*** TEXTO DE LEITURA

O lírio e o charco
Podemos ler na Revista Espírita de abril de 1859 um
excelente artigo de Allan Kardec intitulado “Quadro da
vida espírita”. O mestre demonstra ali alta capacidade
como escritor, e a sua visão abrangente sobre os
assuntos causa a impressão de que nada lhe escapa à
análise justa e perspicaz.
É certo reconhecer em Allan Kardec um espírito evoluído,
preparado para a exposição das melhores ideias. Claro
que os espíritas sabem disso, mas nunca é demais realçar
suas qualidades, como estímulo para que se leia cada vez
mais sua obra, seus ótimos trabalhos, inclusive os
publicados na Revista Espírita, de 1858 a meados de
1869.
Nesse artigo, Kardec trata da situação dos espíritos na
erraticidade e das várias formas de compreensão moral a
que estão submetidos, segundo o nível de adiantamento em
que se encontram. É um escrito bem esclarecedor.
Ele explicita a situação dos espíritos mais elevados,
descendo na hierarquia aos menos elevados, passando
pelos espíritos vulgares, nem bons nem maus, até chegar
ao “que se pode chamar de a escória do mundo espírita,
constituída de todos os Espíritos impuros, cuja
preocupação única é o mal”. A estes últimos, descreve-os
como sofredores que desejam que todos sofram; são
invejosos de toda superioridade; investem contra os
homens, excitando-lhes as paixões ruins; instigam a
discórdia, separam os amigos, provocam rixas, espalham o
erro e a mentira, em suma, o que os domina é o desejo de
desviar do bem.

******

Reproduza, do texto sobre o artigo de Allan Kardec, o trecho que vai de “É certo reconhecer” até “escrito bem esclarecedor.”, inclusive. Responda com base exclusivamente no texto.

*** DADOS APRESENTADOS

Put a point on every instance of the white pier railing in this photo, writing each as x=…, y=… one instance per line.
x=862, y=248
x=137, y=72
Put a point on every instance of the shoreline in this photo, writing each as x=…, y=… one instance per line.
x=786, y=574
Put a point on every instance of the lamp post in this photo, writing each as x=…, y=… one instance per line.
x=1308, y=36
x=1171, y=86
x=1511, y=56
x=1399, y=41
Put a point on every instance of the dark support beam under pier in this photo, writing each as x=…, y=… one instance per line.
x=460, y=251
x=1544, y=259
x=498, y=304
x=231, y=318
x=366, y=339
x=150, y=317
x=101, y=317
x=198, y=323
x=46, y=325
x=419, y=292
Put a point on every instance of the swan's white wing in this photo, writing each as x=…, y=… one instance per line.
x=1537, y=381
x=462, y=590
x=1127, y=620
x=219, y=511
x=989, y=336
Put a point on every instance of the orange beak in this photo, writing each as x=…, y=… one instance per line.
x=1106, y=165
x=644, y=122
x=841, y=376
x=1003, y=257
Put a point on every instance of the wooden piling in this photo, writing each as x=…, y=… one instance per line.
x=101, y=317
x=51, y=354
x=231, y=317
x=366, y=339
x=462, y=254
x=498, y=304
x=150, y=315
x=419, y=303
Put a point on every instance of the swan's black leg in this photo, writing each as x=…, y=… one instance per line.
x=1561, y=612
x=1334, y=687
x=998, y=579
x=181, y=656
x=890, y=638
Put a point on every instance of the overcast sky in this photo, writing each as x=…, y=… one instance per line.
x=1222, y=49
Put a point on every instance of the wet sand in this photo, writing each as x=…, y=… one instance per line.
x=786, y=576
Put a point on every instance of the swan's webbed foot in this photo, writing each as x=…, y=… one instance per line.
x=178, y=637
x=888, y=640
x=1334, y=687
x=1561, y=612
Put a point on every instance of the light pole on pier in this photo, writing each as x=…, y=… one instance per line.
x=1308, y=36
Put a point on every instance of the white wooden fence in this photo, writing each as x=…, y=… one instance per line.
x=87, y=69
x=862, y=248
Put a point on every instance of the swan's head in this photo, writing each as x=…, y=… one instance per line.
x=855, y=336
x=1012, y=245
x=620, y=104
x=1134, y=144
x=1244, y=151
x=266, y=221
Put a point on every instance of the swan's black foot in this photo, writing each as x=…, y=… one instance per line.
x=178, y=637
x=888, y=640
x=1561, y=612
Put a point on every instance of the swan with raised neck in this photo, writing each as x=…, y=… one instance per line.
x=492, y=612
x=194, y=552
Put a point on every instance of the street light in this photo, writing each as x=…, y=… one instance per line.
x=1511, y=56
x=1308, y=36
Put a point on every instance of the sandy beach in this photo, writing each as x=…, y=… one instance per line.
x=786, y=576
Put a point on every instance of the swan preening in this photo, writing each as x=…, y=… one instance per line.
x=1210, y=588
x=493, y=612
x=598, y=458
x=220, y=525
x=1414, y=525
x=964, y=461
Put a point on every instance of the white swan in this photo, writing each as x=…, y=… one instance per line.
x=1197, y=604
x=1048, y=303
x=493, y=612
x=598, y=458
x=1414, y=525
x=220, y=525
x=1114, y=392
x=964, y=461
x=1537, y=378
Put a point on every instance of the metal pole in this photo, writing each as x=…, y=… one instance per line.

******

RESOLUÇÃO DA TAREFA →
É certo reconhecer em Allan Kardec um espírito evoluído,
preparado para a exposição das melhores ideias. Claro
que os espíritas sabem disso, mas nunca é demais realçar
suas qualidades, como estímulo para que se leia cada vez
mais sua obra, seus ótimos trabalhos, inclusive os
publicados na Revista Espírita, de 1858 a meados de
1869.
Nesse artigo, Kardec trata da situação dos espíritos na
erraticidade e das várias formas de compreensão moral a
que estão submetidos, segundo o nível de adiantamento em
que se encontram. É um escrito bem esclarecedor.